[Position annotation records]
= = = = = = =

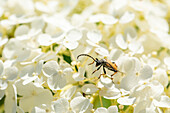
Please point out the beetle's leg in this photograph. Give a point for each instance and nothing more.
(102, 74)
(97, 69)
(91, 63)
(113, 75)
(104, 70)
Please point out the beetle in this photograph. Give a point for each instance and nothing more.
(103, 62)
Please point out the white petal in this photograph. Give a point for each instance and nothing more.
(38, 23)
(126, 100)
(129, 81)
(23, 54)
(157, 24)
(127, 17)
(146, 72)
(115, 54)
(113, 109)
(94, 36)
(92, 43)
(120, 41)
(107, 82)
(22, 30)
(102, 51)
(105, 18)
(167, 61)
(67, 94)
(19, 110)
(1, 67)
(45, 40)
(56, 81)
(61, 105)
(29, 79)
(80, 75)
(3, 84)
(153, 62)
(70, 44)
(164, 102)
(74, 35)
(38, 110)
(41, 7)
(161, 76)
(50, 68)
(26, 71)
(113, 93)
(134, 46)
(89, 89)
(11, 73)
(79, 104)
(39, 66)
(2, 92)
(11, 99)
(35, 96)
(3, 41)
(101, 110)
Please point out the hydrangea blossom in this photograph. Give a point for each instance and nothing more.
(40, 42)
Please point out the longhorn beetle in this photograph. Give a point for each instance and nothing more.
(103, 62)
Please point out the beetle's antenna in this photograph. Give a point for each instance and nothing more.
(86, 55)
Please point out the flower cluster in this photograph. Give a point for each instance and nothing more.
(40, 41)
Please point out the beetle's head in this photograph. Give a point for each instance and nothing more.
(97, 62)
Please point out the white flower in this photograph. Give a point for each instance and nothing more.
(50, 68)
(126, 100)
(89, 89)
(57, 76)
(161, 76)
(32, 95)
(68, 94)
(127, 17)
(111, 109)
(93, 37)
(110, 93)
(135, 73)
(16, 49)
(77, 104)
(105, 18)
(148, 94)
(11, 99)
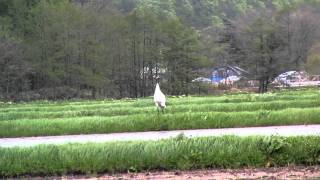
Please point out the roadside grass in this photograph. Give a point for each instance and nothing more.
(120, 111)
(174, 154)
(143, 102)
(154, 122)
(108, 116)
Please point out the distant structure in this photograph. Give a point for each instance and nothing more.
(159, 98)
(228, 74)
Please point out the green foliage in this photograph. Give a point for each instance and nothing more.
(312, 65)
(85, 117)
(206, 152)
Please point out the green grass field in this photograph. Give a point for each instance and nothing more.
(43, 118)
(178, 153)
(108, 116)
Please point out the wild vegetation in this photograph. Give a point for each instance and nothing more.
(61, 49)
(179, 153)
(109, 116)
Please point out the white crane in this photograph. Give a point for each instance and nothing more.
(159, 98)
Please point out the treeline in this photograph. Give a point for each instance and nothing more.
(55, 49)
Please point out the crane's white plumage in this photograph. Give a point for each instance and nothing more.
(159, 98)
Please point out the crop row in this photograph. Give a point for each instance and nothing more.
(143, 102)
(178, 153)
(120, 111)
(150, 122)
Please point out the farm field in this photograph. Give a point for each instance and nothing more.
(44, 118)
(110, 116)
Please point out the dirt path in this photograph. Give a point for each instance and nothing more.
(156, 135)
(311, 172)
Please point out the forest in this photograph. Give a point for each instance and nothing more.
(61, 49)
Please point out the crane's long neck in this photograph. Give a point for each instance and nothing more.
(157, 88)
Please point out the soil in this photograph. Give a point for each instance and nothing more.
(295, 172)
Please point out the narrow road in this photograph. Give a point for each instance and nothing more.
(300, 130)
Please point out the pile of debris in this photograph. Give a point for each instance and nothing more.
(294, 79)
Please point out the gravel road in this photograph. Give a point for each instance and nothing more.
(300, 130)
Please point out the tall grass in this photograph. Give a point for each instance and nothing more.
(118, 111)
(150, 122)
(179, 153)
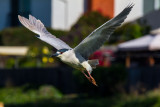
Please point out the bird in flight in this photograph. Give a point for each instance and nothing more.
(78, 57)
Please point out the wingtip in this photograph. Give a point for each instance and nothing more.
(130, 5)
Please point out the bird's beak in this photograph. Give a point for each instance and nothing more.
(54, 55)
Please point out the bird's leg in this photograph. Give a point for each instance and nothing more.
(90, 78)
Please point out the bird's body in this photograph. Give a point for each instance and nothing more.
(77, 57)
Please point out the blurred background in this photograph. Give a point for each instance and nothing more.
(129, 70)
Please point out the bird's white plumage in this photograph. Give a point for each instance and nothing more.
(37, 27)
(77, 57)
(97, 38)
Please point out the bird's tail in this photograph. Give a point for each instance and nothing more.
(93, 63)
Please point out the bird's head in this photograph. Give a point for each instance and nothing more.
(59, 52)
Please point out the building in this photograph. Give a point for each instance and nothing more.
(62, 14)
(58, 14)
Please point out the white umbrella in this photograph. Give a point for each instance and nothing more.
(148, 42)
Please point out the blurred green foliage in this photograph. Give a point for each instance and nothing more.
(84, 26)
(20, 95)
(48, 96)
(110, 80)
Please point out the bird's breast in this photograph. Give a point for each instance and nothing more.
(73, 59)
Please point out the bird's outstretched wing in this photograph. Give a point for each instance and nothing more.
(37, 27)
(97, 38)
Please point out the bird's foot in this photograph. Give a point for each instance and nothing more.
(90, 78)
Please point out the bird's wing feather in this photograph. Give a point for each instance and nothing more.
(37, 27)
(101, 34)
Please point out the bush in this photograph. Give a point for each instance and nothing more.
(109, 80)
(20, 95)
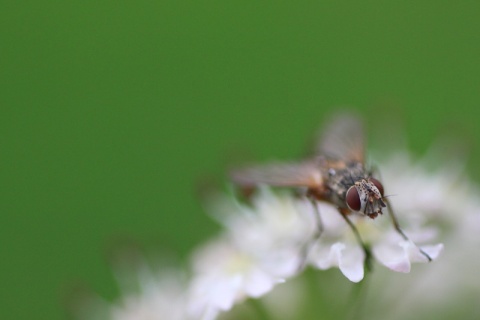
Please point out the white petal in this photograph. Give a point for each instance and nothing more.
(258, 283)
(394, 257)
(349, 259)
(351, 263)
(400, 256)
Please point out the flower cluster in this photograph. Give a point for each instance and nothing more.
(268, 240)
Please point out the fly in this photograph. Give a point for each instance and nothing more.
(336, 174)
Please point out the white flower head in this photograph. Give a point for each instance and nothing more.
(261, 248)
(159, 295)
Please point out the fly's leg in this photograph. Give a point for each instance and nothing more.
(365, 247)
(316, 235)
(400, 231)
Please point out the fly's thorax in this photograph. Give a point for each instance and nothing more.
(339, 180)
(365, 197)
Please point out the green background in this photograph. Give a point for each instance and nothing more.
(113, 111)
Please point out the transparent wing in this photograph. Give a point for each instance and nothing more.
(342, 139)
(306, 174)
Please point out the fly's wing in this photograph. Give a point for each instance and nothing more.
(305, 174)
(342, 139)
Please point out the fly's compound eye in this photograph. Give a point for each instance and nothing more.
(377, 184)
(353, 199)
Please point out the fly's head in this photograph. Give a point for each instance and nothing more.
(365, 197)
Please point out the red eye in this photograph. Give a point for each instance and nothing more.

= = = = = = =

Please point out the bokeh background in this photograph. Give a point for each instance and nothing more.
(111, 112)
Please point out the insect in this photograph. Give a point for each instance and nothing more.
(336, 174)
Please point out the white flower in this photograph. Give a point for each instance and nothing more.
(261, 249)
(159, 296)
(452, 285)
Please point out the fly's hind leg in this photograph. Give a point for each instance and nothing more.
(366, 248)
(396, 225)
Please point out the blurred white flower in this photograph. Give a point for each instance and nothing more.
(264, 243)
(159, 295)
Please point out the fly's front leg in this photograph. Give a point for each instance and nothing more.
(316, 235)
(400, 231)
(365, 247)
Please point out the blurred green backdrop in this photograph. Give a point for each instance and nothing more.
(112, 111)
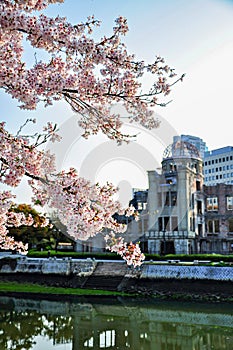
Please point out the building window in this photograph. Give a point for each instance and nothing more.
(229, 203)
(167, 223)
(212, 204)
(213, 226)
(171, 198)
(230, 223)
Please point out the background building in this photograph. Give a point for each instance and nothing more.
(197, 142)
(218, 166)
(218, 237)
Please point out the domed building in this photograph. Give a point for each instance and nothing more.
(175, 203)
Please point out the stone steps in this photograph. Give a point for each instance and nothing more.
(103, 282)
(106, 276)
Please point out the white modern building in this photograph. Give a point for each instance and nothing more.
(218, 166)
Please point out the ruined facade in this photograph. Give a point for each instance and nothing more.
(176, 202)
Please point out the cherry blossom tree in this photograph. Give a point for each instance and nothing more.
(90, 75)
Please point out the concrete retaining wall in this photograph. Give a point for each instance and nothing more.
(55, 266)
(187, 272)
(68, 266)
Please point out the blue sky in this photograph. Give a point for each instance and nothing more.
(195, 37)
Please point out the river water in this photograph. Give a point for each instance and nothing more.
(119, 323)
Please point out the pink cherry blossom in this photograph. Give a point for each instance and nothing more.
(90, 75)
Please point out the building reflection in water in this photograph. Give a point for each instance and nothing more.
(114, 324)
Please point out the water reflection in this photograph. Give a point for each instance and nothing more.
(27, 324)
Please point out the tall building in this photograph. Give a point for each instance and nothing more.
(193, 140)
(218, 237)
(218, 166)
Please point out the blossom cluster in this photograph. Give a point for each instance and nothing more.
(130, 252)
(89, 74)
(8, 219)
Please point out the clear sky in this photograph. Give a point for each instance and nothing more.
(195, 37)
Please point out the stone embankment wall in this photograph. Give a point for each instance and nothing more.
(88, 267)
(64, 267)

= = = = = = =

**Given problem:** Reproduce the stretch of the listing from the line containing "Please point out the fly's wing" through the line containing "Please point out the red", keeping every request line and offsetting each coordinate value by adding 84 to it.

**Complete output:**
Please point out the fly's wing in this photograph. Give a point for each instance and nothing more.
(389, 258)
(426, 223)
Please point out the fly's compound eye in this photograph. Give a point for each instance and nothing more.
(461, 268)
(437, 283)
Please point out the fly's head in this photograph. Give a point for each instance and nothing more.
(449, 281)
Please point out the red eye in this photograph. Give a point for each instance and nothing more.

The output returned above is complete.